Written instruction
Set down exactly the lines from the one containing "Where can the giraffe head" through the end of the records below, both included, and nothing else.
┄┄┄┄┄┄┄┄┄┄┄┄┄┄┄┄┄┄┄┄
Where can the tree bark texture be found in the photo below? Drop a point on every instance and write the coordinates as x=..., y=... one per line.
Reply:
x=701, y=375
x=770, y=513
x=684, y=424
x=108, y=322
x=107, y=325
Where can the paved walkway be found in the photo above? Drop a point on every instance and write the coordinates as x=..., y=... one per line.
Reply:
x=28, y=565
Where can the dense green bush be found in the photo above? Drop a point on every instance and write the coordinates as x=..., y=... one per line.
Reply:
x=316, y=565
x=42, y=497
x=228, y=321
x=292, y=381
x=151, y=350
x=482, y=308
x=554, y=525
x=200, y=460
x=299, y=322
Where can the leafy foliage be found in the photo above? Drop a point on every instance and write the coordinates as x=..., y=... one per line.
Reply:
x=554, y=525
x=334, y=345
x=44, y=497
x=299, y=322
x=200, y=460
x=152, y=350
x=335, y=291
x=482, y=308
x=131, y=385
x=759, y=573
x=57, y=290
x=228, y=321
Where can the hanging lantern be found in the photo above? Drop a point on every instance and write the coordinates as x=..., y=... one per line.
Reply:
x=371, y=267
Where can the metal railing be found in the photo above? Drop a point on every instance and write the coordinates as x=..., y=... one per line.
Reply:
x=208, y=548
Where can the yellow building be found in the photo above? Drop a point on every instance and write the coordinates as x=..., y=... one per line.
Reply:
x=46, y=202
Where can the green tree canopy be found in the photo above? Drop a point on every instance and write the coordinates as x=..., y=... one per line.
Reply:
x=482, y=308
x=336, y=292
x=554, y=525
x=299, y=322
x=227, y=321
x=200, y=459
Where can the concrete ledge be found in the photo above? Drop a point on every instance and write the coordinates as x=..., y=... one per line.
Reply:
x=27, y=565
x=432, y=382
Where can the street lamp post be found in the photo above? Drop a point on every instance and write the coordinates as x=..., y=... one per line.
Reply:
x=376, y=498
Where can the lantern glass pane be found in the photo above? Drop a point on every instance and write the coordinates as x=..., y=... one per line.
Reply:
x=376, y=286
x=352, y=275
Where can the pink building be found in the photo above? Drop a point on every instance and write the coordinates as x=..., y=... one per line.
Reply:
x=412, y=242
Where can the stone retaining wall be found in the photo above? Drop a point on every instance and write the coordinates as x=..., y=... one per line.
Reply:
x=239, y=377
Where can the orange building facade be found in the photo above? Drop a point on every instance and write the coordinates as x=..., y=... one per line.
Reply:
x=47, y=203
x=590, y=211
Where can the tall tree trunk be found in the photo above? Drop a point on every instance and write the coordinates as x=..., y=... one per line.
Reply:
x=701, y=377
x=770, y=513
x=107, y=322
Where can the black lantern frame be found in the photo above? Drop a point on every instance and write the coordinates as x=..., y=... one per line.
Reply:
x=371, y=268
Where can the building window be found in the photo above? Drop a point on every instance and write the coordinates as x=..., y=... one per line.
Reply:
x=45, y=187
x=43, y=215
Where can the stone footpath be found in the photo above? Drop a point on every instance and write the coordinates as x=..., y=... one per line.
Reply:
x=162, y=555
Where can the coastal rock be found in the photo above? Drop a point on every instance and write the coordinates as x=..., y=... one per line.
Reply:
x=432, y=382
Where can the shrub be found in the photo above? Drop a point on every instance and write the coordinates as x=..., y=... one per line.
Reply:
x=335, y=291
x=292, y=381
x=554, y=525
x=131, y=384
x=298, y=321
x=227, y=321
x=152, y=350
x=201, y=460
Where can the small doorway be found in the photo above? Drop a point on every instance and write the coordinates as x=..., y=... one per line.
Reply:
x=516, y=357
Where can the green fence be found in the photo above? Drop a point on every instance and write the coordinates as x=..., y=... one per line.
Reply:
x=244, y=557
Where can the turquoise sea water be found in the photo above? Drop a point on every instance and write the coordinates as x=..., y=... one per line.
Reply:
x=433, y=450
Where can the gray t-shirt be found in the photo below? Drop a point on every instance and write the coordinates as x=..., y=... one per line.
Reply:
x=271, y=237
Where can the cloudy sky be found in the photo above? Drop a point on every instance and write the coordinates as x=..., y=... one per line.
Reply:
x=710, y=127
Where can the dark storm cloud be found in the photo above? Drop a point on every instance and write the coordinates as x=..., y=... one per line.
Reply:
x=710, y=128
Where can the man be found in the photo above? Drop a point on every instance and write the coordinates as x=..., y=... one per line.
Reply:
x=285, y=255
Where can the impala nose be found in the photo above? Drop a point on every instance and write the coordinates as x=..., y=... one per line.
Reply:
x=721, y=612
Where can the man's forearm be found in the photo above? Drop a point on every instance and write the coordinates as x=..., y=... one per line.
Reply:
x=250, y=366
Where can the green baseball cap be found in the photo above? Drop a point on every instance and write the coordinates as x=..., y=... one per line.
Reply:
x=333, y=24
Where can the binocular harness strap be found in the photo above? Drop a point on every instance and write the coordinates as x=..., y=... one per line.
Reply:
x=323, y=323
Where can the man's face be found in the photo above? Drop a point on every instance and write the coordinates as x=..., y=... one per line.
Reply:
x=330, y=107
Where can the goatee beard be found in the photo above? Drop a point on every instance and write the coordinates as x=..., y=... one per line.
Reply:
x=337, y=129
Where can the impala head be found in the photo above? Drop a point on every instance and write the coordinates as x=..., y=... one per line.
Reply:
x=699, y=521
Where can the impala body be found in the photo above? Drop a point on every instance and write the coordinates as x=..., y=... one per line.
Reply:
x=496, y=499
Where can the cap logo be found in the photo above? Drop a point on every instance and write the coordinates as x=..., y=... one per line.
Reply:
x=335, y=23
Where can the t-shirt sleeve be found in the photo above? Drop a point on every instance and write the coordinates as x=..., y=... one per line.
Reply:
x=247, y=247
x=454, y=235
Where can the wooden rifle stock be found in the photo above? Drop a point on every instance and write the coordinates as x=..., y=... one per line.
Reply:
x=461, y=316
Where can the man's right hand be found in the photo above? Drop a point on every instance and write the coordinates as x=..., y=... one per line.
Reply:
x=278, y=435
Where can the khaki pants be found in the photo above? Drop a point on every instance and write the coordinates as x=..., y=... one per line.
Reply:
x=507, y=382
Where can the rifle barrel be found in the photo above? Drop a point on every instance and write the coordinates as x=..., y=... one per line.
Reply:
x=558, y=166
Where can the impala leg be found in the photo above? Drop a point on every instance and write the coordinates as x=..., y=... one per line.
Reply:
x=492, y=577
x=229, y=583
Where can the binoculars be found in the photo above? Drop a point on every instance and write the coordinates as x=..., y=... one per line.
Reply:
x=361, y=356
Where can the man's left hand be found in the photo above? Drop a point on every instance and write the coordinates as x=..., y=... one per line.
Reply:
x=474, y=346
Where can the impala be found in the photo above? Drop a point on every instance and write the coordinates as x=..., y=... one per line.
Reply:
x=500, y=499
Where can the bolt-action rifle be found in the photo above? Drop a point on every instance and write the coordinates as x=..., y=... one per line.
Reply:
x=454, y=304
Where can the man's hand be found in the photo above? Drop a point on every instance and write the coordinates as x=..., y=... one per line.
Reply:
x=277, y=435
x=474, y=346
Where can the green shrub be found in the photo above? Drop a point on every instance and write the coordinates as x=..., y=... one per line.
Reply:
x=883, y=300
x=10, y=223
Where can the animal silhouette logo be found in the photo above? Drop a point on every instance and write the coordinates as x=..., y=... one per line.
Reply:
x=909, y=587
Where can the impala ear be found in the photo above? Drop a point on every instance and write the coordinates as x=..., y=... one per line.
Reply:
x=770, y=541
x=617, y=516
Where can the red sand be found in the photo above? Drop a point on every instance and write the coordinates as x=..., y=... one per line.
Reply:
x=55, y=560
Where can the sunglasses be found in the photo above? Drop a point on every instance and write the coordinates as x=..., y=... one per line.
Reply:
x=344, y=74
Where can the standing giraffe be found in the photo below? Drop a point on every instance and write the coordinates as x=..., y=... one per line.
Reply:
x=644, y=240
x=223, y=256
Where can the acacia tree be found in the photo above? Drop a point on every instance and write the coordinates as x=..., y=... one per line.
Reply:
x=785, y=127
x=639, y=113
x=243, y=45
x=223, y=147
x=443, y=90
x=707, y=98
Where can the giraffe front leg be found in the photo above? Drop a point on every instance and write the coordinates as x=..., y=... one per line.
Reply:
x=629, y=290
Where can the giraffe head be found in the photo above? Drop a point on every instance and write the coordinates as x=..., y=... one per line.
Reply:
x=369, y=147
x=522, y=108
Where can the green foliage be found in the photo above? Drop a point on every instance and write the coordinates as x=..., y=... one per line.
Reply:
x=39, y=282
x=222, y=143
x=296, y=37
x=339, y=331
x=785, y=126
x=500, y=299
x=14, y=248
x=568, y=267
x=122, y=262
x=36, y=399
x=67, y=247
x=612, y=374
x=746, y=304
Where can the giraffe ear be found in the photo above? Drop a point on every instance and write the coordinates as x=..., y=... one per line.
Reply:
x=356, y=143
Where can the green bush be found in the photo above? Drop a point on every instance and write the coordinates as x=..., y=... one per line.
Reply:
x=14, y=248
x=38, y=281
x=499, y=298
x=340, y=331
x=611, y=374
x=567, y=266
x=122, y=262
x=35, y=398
┄┄┄┄┄┄┄┄┄┄┄┄┄┄┄┄┄┄┄┄
The completed task
Where can the giraffe head be found in the photo above? Drop a point on every instance and write the coordinates as x=..., y=... one per line.
Reply:
x=369, y=147
x=522, y=108
Where can the green foliage be found in the photo above? Drop a point on every instance and write the coordinates as x=..., y=... one per line.
Reply:
x=39, y=282
x=222, y=143
x=296, y=37
x=339, y=331
x=785, y=126
x=500, y=299
x=14, y=248
x=568, y=267
x=122, y=262
x=36, y=399
x=67, y=247
x=612, y=374
x=746, y=304
Where can the giraffe ear be found in the photo above? Drop a point on every instance and write the coordinates as x=..., y=... one per line.
Reply:
x=356, y=143
Where can the green bush be found in the photo above? Drop a point on every instance and write the coordinates as x=..., y=... one per line.
Reply:
x=14, y=248
x=38, y=281
x=499, y=298
x=340, y=331
x=611, y=374
x=567, y=266
x=122, y=262
x=35, y=398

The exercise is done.